Dataset excerpts on object pointing:
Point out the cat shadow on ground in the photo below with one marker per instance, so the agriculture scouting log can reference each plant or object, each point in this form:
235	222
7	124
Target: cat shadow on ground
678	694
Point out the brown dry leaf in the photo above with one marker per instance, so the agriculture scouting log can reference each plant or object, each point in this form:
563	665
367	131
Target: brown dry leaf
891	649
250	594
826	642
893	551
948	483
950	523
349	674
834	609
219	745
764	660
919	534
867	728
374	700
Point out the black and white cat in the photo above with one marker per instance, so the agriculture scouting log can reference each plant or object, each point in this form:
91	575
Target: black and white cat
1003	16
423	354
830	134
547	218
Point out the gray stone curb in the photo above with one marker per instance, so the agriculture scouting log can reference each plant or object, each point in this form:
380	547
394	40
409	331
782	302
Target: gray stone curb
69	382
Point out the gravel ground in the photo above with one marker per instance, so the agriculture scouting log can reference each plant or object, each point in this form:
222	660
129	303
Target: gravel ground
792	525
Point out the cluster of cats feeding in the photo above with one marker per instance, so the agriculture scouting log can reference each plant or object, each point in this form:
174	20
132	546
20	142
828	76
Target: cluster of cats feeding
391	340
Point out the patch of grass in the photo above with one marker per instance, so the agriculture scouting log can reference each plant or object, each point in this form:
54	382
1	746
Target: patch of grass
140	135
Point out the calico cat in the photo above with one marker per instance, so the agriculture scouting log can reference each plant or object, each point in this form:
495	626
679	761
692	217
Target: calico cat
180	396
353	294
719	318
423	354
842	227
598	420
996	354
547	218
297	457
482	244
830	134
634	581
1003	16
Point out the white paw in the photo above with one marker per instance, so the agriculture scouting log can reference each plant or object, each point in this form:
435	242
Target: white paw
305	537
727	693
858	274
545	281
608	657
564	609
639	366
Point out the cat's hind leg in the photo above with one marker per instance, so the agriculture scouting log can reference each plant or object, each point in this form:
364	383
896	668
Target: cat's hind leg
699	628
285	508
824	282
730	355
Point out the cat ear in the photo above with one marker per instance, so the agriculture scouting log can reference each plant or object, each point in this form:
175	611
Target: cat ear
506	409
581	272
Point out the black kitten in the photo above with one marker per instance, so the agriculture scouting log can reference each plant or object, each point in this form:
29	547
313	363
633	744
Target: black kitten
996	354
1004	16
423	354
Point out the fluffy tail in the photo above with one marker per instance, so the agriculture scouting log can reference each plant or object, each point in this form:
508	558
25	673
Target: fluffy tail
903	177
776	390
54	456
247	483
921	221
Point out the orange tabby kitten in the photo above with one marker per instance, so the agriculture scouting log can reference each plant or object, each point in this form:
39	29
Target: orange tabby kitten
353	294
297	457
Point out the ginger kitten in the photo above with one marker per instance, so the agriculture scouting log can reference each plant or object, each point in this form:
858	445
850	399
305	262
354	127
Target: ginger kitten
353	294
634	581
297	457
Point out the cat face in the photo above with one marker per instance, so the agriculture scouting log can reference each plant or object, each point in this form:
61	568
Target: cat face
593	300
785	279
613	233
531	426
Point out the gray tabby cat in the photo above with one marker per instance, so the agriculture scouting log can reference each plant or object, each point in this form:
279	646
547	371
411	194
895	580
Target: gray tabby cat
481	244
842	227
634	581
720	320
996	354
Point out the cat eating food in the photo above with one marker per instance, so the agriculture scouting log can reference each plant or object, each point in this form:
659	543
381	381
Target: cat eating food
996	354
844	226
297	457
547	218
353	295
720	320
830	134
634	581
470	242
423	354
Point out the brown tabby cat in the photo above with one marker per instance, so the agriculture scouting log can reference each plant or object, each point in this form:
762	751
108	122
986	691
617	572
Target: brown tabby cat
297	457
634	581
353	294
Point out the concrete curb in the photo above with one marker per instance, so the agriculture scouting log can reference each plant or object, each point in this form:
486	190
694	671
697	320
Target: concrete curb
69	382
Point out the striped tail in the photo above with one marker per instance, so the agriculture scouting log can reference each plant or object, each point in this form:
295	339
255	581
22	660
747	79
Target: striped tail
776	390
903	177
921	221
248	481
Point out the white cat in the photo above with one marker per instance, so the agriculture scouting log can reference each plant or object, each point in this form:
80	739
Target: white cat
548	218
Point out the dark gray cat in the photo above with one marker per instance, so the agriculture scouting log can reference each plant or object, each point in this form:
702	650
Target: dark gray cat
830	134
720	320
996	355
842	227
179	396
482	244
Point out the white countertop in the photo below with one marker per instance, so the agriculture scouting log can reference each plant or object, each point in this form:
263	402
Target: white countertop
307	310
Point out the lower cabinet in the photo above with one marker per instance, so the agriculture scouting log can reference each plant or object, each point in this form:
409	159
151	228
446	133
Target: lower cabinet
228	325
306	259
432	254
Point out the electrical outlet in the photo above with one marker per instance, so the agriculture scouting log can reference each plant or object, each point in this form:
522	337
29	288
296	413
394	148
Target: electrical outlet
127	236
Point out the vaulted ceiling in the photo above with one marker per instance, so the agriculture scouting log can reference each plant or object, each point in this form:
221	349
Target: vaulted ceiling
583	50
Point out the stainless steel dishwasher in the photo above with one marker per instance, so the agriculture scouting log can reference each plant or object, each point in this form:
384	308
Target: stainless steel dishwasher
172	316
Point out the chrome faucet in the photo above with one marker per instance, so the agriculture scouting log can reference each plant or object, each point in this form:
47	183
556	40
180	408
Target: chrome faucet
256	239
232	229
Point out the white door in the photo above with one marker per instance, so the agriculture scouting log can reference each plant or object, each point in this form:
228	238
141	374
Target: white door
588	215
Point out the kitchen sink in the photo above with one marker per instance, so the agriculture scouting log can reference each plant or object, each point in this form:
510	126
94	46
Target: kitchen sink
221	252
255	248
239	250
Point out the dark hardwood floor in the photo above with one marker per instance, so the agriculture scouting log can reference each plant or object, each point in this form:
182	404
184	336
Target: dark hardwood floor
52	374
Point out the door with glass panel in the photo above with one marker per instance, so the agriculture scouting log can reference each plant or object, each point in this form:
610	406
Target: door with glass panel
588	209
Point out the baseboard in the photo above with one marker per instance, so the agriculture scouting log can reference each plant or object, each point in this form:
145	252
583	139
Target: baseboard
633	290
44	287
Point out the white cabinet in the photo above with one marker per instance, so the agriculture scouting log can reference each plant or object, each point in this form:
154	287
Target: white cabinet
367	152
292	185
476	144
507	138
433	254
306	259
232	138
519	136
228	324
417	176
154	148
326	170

■ Your objective
Copy each entry exactly, with nothing added or dropped.

■ Result of this exercise
Point out the cat shadow on ground in the photo below with one marker per instance, so the agriculture scouting log can reference each plant or object, each point in this form:
235	222
7	124
Target: cat shadow on ground
678	694
Point out the brown dry leaf in the photo above with one marker per instance, so the agriculture scouting log can reference each plant or object, each point in this form:
563	665
367	131
Target: brown dry leaf
891	649
250	594
826	642
893	551
948	483
950	523
349	674
834	609
219	745
764	660
919	534
867	728
374	700
Point out the black and white cat in the photo above with one marker per instance, so the agriculture scouting log can reference each plant or object, each point in this form:
91	575
Target: black and white cat
1003	16
423	354
830	134
547	218
Point out the gray stone curb in the photo above with one marker per instance, so the agriculture scouting log can reference each plant or object, each point in this form:
380	547
394	40
409	331
782	302
Target: gray stone curb
69	382
Point out the gravel ground in the photo above with one marker per instance, so the agriculture scouting log can reference each plant or object, each point in this form:
222	660
129	303
Target: gravel ground
792	525
Point out the cluster of cats feeding in the photo above with one marker per instance, so the agriculture scouting log can reference each plant or object, each point in this form:
174	20
132	546
20	142
828	76
Target: cluster of cats feeding
391	340
Point out the patch of grass in the photo above with one marker per instance, so the agriculture scouting log can reference each plant or object, each point in this form:
54	382
1	746
Target: patch of grass
140	135
Point out the calico cat in the photo above with one marker per instance, so the agriculture scouting log can reference each plant or object, each point in this form:
495	626
679	761
692	217
Target: calico cat
180	396
353	294
719	318
423	354
842	227
598	420
996	354
547	218
297	457
482	244
830	134
634	581
1003	16
Point out the white paw in the photo above with one marker per instance, so the agriculture scouting log can reference each plant or object, each point in this form:
435	242
Target: white paw
305	537
727	693
858	274
545	281
608	657
564	609
639	366
Point out the cat's hind leg in the photo above with one marker per instance, so the agriculture scouting log can reference each plant or object, each point in this form:
364	383
896	668
Target: cat's hind leg
699	628
285	508
824	282
730	355
Point out the cat ear in the photo above with one marker per instance, so the agriculture scouting log can reference each plant or object, each point in this form:
175	611
Target: cat ear
506	409
581	272
Point out the black kitten in the photo above with one marker per instance, so the agriculture scouting log can reference each plant or object, each point in this form:
29	547
313	363
633	744
Target: black kitten
996	354
1004	16
423	354
Point out the fluffy tail in the photo above with one marker per instance, so the agriculture scouting log can reference each plant or object, each point in this form:
508	558
25	673
Target: fluffy tail
903	177
776	390
54	456
247	483
921	221
Point out the orange tabby kitten in the photo above with one marker per instance, so the agriculture scouting log can reference each plant or object, each point in this form:
39	29
Target: orange tabby kitten
353	294
297	457
Point out the ginger kitten in the photo above with one marker per instance, so the agriculture scouting log can reference each plant or object, each point in this form:
858	445
850	399
305	262
354	127
Target: ginger kitten
353	294
634	581
297	457
Point out the cat face in the photo above with one marker per instance, so the agriculture scouting log can reference each plant or object, each point in this form:
61	568
Target: cat face
593	300
785	279
613	233
531	426
Point out the gray tabby cat in the photo above with one marker per instance, so the agriculture scouting log can reference each plant or object, each point in this form:
279	646
547	371
411	194
895	580
Target: gray tabby cat
481	244
842	227
634	581
720	320
996	354
Point out the cat eating food in the photo above with one marker per instance, so the agriculture scouting log can reference each plant or object, each point in this form:
659	543
381	381
Target: cat eating food
996	354
844	226
297	457
547	218
353	295
720	320
830	134
634	581
470	242
423	354
Point out the brown tabby cat in the photo above with one marker per instance, so the agriculture scouting log can reference each plant or object, each point in this form:
762	751
108	122
986	691
617	572
Target: brown tabby cat
297	457
634	581
353	294
Point out the concrete curb in the photo above with one marker per instance, so the agriculture scouting log can reference each plant or object, each point in this form:
486	190
694	671
697	320
Target: concrete curb
69	382
Point out the striped tail in the photo above with one marker per instance, so the agriculture scouting log can reference each plant or object, each point in this form:
295	339
255	581
22	660
747	79
Target: striped tail
776	390
903	177
921	221
248	481
Point out the white cat in the photo above with one marker per instance, so the agriculture scouting log can reference each plant or object, each point in this form:
80	739
Target: white cat
548	218
Point out the dark gray cat in the photo above with one marker per instance, so the agriculture scouting log can reference each plant or object, each point in this form:
702	650
Target: dark gray cat
830	134
720	320
996	355
842	227
179	396
482	244
Point out the white countertop in the photo below with one marker per instance, so the agriculture scouting log can reference each plant or object, each point in this form:
263	402
Target: white countertop
307	310
Point out the lower cabinet in the photo above with one marker per instance, so the agriculture scouting log can reference each plant or object, each point in this form:
409	159
151	228
446	133
Target: lower cabinet
228	325
306	259
432	254
Point out the electrical outlet in the photo above with one marker per instance, so the agriculture scouting log can reference each plant or object, each point in this form:
522	337
29	288
296	413
394	148
Target: electrical outlet
127	236
Point out the vaulted ceiling in the photo above with one marker per instance, so the agriculture scouting log can reference each plant or object, each point in this form:
221	349
Target: vaulted ceiling
583	50
Point out the stainless steel dishwasher in the photo above with one marker per instance, so the agriculture scouting log can reference each plant or object, each point in this form:
384	308
Target: stainless steel dishwasher
172	316
Point out the chrome faucet in the photo above with one marker per instance, so the agriculture scouting log can reference each plant or object, each point in this form:
47	183
556	40
180	408
Target: chrome faucet
256	239
232	229
Point out the white door in the photo above with one marker per instance, so the agriculture scouting log can reference each plant or object, each point in this form:
228	238
141	374
Target: white door
588	215
Point out the kitchen sink in the photo above with one marker per instance, so the agriculture scouting log can reference each plant or object, each point in this form:
510	126
94	46
Target: kitchen sink
221	252
255	248
239	250
Point out the dark hardwood floor in the photo above with one marker per instance, so the agriculture scouting log can reference each plant or object, each point in this form:
182	404
184	336
Target: dark hardwood floor
52	374
Point out the door with glass panel in the photo above with one marker per instance, so the agriculture scouting log can reference each plant or object, each point in this form:
610	406
Target: door with glass panel
588	209
Point out the baseboard in the photo above with one marker per instance, so the agriculture scouting log can reference each plant or object, each point in this form:
145	252
583	139
Target: baseboard
633	290
44	287
Point out the white cabinet in the photo above with one marker per instance, so the agriculture scouting log can reference each plant or object, each point in this form:
154	287
Target: white cabinet
367	152
292	185
476	144
507	138
433	254
306	259
232	138
519	136
228	324
417	176
154	148
326	170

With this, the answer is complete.